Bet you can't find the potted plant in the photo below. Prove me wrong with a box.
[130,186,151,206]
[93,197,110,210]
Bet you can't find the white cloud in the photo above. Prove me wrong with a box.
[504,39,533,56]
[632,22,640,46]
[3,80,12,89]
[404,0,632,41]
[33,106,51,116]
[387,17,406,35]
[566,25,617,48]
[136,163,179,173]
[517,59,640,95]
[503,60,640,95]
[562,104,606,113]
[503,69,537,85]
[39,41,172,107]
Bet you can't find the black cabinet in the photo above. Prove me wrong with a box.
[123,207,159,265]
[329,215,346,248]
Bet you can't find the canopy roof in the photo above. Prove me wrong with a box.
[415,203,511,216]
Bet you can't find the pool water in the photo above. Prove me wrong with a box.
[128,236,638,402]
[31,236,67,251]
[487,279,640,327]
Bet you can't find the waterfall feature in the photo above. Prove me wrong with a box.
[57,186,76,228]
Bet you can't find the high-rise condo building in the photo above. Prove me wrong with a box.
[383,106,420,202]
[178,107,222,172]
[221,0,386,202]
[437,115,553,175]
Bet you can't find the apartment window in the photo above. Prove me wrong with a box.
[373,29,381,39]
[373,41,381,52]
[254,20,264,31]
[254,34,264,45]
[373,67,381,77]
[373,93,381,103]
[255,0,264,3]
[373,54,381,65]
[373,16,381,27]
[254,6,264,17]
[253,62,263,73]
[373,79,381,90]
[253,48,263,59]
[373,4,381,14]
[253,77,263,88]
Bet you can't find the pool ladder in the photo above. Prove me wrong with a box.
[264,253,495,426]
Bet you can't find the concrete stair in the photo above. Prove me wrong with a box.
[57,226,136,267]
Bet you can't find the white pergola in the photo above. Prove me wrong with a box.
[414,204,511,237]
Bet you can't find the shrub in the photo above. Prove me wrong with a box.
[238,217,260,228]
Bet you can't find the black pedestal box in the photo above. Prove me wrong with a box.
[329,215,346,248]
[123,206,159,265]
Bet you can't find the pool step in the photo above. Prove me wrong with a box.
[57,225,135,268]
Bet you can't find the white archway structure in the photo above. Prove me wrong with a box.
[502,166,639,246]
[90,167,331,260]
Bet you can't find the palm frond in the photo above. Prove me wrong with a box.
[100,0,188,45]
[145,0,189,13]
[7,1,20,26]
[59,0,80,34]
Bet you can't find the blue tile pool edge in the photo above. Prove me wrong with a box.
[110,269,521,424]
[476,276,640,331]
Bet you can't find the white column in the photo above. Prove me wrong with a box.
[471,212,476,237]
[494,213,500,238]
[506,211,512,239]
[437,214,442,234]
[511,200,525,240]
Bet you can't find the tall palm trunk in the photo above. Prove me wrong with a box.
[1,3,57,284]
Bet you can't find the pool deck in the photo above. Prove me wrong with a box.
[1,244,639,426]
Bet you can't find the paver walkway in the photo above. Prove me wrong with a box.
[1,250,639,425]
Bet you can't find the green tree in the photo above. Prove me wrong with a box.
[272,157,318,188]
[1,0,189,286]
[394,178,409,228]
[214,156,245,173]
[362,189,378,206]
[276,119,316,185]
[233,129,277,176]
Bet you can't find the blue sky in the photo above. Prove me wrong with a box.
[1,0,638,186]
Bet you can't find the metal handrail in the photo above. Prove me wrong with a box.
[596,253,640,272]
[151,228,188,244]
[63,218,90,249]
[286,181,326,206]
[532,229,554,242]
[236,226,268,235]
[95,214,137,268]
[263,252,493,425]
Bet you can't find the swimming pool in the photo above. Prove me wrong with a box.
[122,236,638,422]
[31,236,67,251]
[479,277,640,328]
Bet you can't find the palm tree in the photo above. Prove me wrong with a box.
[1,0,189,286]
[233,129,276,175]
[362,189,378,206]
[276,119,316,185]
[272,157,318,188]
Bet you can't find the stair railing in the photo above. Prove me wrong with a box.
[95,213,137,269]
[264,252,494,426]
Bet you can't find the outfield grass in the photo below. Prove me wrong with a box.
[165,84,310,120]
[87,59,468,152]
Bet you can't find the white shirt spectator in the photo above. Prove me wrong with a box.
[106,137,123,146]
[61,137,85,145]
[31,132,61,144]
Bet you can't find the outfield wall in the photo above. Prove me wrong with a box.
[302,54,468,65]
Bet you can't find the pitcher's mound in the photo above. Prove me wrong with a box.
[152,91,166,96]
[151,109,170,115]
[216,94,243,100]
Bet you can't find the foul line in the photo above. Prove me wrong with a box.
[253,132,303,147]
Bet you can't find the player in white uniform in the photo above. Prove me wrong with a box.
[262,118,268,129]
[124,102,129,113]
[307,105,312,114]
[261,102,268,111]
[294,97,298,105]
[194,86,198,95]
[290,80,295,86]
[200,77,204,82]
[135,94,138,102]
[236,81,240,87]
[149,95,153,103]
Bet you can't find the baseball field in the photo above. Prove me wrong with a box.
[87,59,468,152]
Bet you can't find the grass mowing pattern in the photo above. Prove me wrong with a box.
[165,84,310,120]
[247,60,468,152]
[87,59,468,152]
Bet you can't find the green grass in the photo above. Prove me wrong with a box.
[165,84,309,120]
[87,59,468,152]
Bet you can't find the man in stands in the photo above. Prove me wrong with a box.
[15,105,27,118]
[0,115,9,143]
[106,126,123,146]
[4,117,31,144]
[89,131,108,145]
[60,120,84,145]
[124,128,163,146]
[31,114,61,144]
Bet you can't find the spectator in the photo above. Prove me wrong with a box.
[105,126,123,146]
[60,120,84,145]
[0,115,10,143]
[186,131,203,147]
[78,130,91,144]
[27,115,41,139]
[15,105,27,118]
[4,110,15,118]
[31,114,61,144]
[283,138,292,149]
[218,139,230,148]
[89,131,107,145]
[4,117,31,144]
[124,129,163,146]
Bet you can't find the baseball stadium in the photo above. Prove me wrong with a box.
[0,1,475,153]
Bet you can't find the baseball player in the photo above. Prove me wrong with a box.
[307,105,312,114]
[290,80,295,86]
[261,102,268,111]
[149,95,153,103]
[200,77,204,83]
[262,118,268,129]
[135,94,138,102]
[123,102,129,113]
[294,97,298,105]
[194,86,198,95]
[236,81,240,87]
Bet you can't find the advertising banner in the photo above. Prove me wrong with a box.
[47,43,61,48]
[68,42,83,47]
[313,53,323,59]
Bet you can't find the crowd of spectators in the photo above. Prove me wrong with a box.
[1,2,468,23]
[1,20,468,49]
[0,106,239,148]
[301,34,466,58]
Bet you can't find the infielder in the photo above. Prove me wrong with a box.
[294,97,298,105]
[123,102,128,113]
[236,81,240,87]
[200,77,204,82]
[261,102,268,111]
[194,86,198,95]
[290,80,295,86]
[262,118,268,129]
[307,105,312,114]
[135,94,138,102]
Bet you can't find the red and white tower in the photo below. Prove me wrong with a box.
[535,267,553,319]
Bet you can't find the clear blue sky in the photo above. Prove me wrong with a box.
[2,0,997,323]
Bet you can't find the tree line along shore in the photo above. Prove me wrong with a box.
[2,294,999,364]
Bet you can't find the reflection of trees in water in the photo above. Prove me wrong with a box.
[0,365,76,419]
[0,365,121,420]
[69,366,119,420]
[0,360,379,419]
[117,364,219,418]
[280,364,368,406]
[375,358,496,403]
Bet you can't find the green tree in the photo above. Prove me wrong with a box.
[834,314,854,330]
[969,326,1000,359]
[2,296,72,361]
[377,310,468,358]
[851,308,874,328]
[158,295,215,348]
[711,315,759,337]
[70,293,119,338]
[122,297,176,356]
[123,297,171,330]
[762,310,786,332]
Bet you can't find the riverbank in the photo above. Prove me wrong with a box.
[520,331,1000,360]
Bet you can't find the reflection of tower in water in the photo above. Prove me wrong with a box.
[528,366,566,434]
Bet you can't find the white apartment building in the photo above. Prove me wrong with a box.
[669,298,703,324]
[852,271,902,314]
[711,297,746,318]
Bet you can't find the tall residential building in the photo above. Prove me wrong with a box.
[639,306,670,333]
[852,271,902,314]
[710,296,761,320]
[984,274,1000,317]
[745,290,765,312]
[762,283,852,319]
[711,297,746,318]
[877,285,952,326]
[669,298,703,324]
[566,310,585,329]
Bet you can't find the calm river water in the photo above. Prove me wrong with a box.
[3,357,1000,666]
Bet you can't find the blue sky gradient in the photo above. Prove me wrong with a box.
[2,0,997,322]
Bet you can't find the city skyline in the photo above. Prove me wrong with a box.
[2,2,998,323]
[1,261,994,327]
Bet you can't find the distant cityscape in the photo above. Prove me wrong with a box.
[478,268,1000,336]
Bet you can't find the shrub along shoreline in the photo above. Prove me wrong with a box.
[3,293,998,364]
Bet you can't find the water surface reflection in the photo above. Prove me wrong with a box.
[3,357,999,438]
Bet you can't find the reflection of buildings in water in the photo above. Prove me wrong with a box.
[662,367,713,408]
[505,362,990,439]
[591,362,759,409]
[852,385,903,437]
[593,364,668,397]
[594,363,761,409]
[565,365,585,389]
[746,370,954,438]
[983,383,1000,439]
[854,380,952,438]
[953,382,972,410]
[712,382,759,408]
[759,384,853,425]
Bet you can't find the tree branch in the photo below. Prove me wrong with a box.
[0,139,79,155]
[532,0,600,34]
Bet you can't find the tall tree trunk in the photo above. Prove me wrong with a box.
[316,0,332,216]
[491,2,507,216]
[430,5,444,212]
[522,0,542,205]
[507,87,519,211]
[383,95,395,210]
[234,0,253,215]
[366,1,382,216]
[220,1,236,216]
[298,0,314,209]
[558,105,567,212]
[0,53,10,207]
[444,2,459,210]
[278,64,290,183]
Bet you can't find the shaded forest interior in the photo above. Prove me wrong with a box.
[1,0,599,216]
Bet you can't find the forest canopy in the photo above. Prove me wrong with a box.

=======

Exercise details => Nothing but the lines from the one with "Bet you can't find the tree branch" through the final line of the records above should appear, each copied exactly.

Task output =>
Bet you can't find the tree branch in the photo below. Prove me wrong with a box.
[0,139,79,155]
[532,0,600,34]
Bet you can't find the tall tree trunk in the photo above. Prove me wrong with a box.
[316,0,332,216]
[491,2,507,216]
[430,5,444,212]
[522,0,542,205]
[507,87,519,211]
[383,95,395,210]
[234,0,253,215]
[366,1,382,216]
[220,1,236,216]
[298,0,314,209]
[558,105,567,212]
[0,53,10,207]
[444,2,459,210]
[278,64,290,183]
Bet you can't find the shaded forest interior in the photo above. Prove me wrong with a box.
[1,0,599,216]
Bet you can't find the forest canopy in the photo above. Prove me wrong with a box.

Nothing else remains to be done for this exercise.